> **Directions**
Your task is to reproduce exactly the lines from the line with "in green velvet" through the end of the records below.

> **Record set**
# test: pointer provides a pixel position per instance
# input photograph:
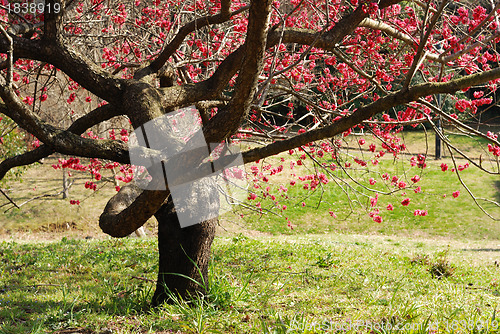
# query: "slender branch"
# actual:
(10, 56)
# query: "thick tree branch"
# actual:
(85, 122)
(52, 20)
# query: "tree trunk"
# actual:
(184, 252)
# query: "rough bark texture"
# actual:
(183, 252)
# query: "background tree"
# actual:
(301, 75)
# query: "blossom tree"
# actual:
(299, 76)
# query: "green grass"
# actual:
(258, 285)
(438, 272)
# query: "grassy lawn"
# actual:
(422, 274)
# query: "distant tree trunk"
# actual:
(184, 253)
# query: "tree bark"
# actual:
(184, 255)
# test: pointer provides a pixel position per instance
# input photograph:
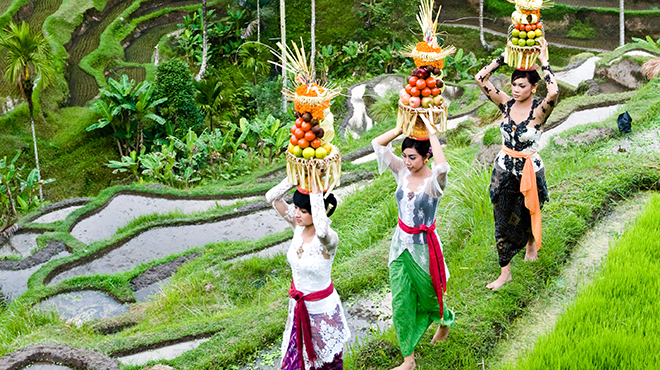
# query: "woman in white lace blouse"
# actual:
(418, 273)
(316, 328)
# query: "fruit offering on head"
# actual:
(425, 81)
(421, 97)
(525, 33)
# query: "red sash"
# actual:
(301, 316)
(437, 263)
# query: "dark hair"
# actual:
(302, 201)
(423, 147)
(531, 76)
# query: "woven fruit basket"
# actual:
(525, 33)
(325, 172)
(410, 119)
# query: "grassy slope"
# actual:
(613, 323)
(582, 183)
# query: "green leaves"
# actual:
(128, 109)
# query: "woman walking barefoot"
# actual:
(518, 188)
(418, 273)
(316, 328)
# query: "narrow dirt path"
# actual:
(588, 257)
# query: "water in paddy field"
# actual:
(45, 366)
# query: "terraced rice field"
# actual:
(141, 50)
(36, 14)
(148, 7)
(82, 86)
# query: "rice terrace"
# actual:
(145, 146)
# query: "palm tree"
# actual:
(28, 60)
(208, 93)
(283, 32)
(205, 45)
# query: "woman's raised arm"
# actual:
(550, 101)
(494, 94)
(275, 197)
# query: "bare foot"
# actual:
(408, 363)
(504, 278)
(530, 251)
(441, 334)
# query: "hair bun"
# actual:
(330, 204)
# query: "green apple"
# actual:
(321, 153)
(308, 152)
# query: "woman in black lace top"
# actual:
(523, 117)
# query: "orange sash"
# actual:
(529, 189)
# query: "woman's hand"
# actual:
(429, 126)
(543, 56)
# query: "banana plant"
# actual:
(126, 164)
(275, 135)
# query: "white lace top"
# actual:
(416, 206)
(311, 264)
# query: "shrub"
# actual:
(174, 82)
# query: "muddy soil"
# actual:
(161, 242)
(71, 357)
(125, 207)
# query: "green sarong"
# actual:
(414, 302)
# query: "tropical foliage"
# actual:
(17, 190)
(128, 109)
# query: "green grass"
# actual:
(612, 324)
(583, 183)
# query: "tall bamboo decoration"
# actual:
(283, 51)
(312, 160)
(313, 56)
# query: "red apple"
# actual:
(427, 102)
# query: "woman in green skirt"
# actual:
(418, 273)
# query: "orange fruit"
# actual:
(309, 136)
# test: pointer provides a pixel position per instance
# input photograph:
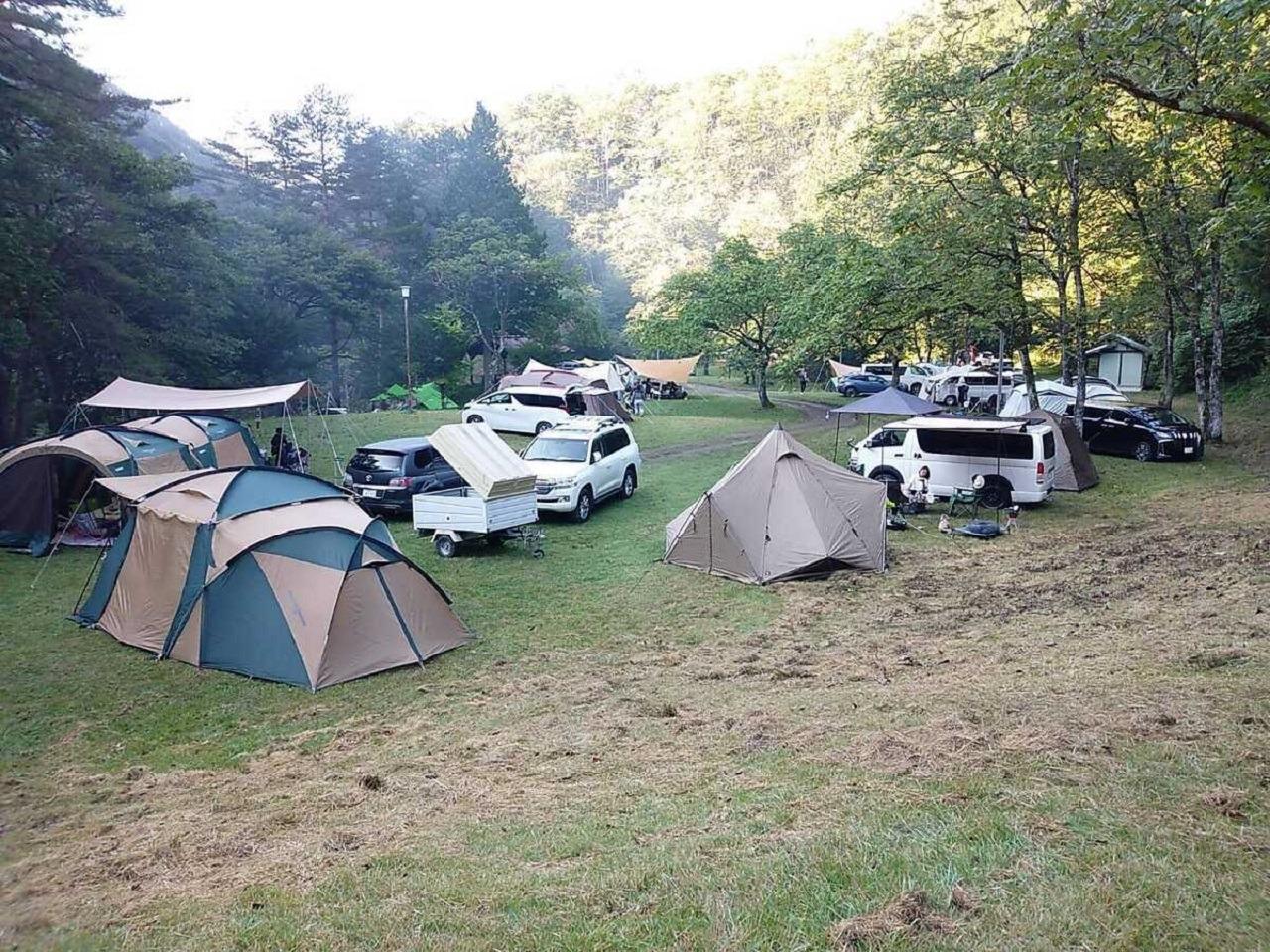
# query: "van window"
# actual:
(1007, 445)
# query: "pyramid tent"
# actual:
(1074, 465)
(264, 572)
(783, 513)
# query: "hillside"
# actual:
(656, 177)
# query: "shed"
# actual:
(1120, 359)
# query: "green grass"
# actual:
(540, 794)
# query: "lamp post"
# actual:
(405, 318)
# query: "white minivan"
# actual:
(1015, 458)
(518, 409)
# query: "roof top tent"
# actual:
(1120, 359)
(270, 574)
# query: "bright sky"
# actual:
(231, 61)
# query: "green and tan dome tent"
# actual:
(216, 442)
(264, 572)
(44, 483)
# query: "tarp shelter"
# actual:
(134, 395)
(264, 572)
(674, 371)
(214, 440)
(783, 513)
(42, 483)
(1055, 397)
(603, 403)
(485, 462)
(1074, 463)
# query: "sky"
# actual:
(232, 61)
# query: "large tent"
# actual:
(1074, 463)
(44, 483)
(783, 513)
(676, 371)
(214, 440)
(264, 572)
(1055, 397)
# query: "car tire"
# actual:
(996, 494)
(585, 503)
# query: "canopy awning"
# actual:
(892, 400)
(134, 395)
(675, 371)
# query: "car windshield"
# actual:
(376, 461)
(1159, 414)
(559, 451)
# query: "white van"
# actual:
(911, 376)
(1015, 458)
(520, 409)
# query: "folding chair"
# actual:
(964, 500)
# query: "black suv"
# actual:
(382, 476)
(1142, 431)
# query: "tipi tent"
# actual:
(266, 572)
(1074, 465)
(783, 513)
(42, 483)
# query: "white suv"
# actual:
(518, 409)
(581, 461)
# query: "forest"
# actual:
(1046, 171)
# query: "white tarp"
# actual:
(135, 395)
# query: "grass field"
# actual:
(1057, 740)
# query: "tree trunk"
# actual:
(762, 381)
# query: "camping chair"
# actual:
(965, 500)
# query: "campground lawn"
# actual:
(1053, 740)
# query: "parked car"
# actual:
(1015, 460)
(384, 476)
(1144, 433)
(583, 461)
(965, 386)
(520, 409)
(911, 376)
(856, 384)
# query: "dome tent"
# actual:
(42, 481)
(264, 572)
(783, 513)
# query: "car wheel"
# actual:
(581, 512)
(996, 494)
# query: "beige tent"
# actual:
(270, 574)
(674, 371)
(783, 513)
(485, 462)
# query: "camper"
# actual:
(1014, 457)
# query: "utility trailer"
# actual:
(457, 516)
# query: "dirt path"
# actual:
(813, 419)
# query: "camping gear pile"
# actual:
(498, 503)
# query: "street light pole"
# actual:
(405, 318)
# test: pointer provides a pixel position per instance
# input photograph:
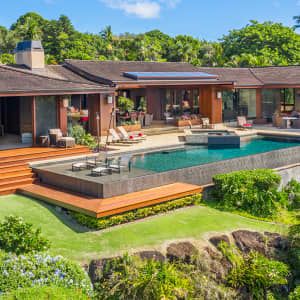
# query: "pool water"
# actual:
(199, 155)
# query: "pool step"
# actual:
(98, 207)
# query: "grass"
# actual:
(75, 242)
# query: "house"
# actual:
(35, 97)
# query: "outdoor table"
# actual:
(287, 121)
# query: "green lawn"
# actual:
(74, 242)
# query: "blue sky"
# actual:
(208, 19)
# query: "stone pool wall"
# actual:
(200, 175)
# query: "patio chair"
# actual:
(100, 171)
(91, 162)
(121, 163)
(168, 117)
(132, 136)
(243, 123)
(206, 124)
(116, 138)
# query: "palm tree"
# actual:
(297, 19)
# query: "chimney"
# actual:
(31, 54)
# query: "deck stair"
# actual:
(109, 206)
(15, 171)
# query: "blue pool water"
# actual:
(198, 155)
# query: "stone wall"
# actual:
(200, 175)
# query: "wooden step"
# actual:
(6, 178)
(109, 206)
(10, 169)
(40, 156)
(10, 190)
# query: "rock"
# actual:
(277, 241)
(216, 240)
(183, 251)
(151, 255)
(100, 268)
(249, 240)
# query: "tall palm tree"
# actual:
(297, 19)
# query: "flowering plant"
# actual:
(41, 270)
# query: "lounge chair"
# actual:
(99, 171)
(115, 138)
(243, 123)
(206, 124)
(133, 136)
(90, 162)
(122, 163)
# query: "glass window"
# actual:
(196, 99)
(247, 103)
(287, 100)
(271, 99)
(229, 105)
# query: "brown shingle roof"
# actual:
(18, 81)
(278, 75)
(261, 76)
(241, 76)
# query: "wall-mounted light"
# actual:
(110, 99)
(66, 100)
(219, 95)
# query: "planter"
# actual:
(184, 123)
(135, 127)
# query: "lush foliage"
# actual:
(292, 190)
(46, 293)
(256, 44)
(83, 138)
(41, 270)
(254, 191)
(254, 271)
(130, 278)
(20, 237)
(137, 214)
(295, 295)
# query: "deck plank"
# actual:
(98, 207)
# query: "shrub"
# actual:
(132, 278)
(36, 270)
(295, 295)
(137, 214)
(292, 189)
(46, 293)
(254, 191)
(18, 237)
(254, 271)
(83, 138)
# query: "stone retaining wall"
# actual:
(199, 175)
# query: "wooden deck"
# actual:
(14, 164)
(109, 206)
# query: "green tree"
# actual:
(260, 44)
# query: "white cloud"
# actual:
(145, 9)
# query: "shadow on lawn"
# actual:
(63, 217)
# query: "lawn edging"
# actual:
(137, 214)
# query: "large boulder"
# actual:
(249, 240)
(151, 255)
(216, 240)
(183, 251)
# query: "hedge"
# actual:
(252, 191)
(136, 214)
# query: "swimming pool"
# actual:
(199, 155)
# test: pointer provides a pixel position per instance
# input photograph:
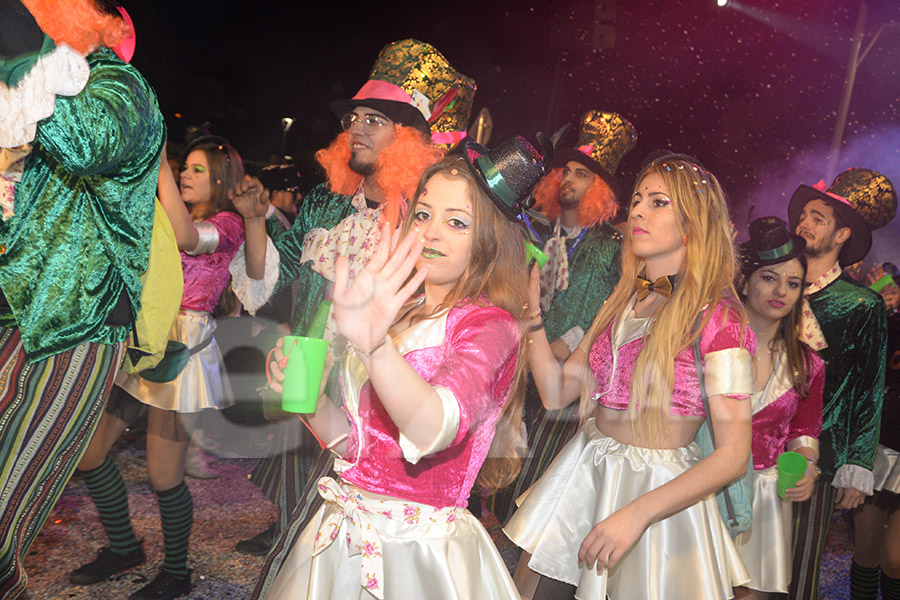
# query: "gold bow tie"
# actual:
(662, 286)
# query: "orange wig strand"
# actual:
(397, 169)
(598, 204)
(78, 23)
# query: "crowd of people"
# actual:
(619, 400)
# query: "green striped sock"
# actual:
(107, 490)
(176, 511)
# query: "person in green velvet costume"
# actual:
(845, 323)
(80, 141)
(577, 200)
(371, 169)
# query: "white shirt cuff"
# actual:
(856, 477)
(449, 428)
(254, 293)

> **Written answer**
# query: "person in green velvet costume"
# actual:
(845, 323)
(80, 141)
(577, 200)
(371, 169)
# query: "white shirt cuff"
# actual:
(856, 477)
(449, 428)
(254, 293)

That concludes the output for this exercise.